*TRECHO CITADO*.
- - -

Ensino nas prisões

Ensino nas prisões

As prisões brasileiras estão longe de oferecer um ambiente reeducativo. Superlotadas – o próprio Infopen, sistema de informações penitenciárias do Ministério da Justiça, admite que o número de detentos ultrapassa em cerca de 200 mil o total de vagas oferecidas nas penitenciárias estaduais e federais – e regidas pela égide da repressão, juristas e defensores públicos concordam que, hoje, a absoluta prioridade das unidades prisionais é a segurança pública, e não a recuperação dos detentos. Levar educação às prisões do País representa um desafio às secretarias de Educação, de Administração Penitenciária, a pedagogos e professores Brasil afora. E a demanda cresce desde a Resolução nº 3, de março de 2009, do Ministério da Justiça, que estabelece as diretrizes nacionais para a oferta de educação nas prisões. Com essa resolução, os estados perderam a liberdade para estabelecer suas próprias políticas educacionais para detentos, apesar de continuarem responsáveis por sua implementação. Além disso, desde 2011 é permitida por lei a remissão da pena pelo estudo, na mesma proporção que a remissão por trabalho (três dias de atividade, ou 12 horas de aula, anulam um dia de pena). Antes considerada um benefício, a remissão por estudo passa, com a resolução de 2011, a configurar um direito.

A Secretaria de Educação do Estado de São Paulo (SEE-SP) desde 2011, faz um trabalho em conjunto com a Secretaria de Administração Prisional do Estado para implementar salas de aula nas unidades prisionais estaduais paulistas. Exemplificando o caráter estadual da oferta de ensino à população privada da liberdade, em São Paulo o governo optou por transferir à SEE a administração das unidades escolares prisionais. Pela resolução de 2009, o modelo de educação ofertado deve seguir parâmetros da educação de jovens e adultos (EJA) e dos ensinos profissionalizante e superior. A mesma resolução permite que os estados recebam verbas diretamente do Ministério da Educação para esse fim, fato que gerou ampla conformação dos governos estaduais em relação às diretrizes federais naquele momento.

- - -

*PEDIDO 1*.
Troque "salas de aula" por "espaços de estudo" no trecho citado sobre o ensino nas prisões, reescrevendo-o entre "A Secretaria de Educação" e "federais naquele momento.", inclusive.
*PEDIDO 2*.
Resuma em duas frases o trecho citado sobre o ensino nas prisões.

- - -

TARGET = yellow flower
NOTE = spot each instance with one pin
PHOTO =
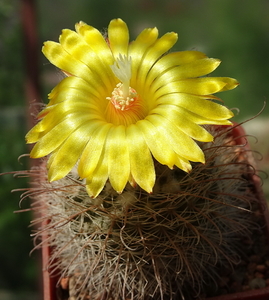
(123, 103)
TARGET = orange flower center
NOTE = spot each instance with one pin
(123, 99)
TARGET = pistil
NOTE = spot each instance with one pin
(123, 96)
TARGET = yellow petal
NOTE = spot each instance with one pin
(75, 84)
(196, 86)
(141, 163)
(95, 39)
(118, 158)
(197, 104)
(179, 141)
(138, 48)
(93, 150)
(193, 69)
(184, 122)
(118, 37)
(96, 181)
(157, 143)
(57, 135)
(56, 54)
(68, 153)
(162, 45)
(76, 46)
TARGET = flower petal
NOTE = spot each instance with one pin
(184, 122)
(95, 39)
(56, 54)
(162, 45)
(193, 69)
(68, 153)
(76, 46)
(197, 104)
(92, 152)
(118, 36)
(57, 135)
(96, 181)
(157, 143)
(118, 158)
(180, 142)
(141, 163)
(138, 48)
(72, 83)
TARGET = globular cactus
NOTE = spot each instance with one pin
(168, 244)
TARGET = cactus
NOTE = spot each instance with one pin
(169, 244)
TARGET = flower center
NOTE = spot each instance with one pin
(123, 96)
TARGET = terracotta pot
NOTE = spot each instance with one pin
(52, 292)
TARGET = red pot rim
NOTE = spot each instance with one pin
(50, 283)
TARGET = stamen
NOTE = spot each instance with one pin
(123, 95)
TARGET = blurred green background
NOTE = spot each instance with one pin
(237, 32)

- - -

*SOLUÇÃO COMPLETA 1*.
A Secretaria de Educação do Estado de São Paulo (SEE-SP) desde 2011, faz um trabalho em conjunto com a Secretaria de Administração Prisional do Estado para implementar espaços de estudo nas unidades prisionais estaduais paulistas. Exemplificando o caráter estadual da oferta de ensino à população privada da liberdade, em São Paulo o governo optou por transferir à SEE a administração das unidades escolares prisionais. Pela resolução de 2009, o modelo de educação ofertado deve seguir parâmetros da educação de jovens e adultos (EJA) e dos ensinos profissionalizante e superior. A mesma resolução permite que os estados recebam verbas diretamente do Ministério da Educação para esse fim, fato que gerou ampla conformação dos governos estaduais em relação às diretrizes federais naquele momento.

*SOLUÇÃO COMPLETA 2*.
As prisões brasileiras, superlotadas e voltadas prioritariamente para a segurança pública e não para a recuperação dos detentos, enfrentam o desafio de oferecer educação, cuja demanda cresce desde a Resolução nº 3, de 2009, do Ministério da Justiça, que fixou diretrizes nacionais para o ensino prisional, e desde 2011 a lei permite a remissão da pena pelo estudo. Em São Paulo, a Secretaria de Educação trabalha desde 2011 com a Secretaria de Administração Prisional para implantar salas de aula nas unidades prisionais, e o governo transferiu a ela a administração das unidades escolares dessas prisões.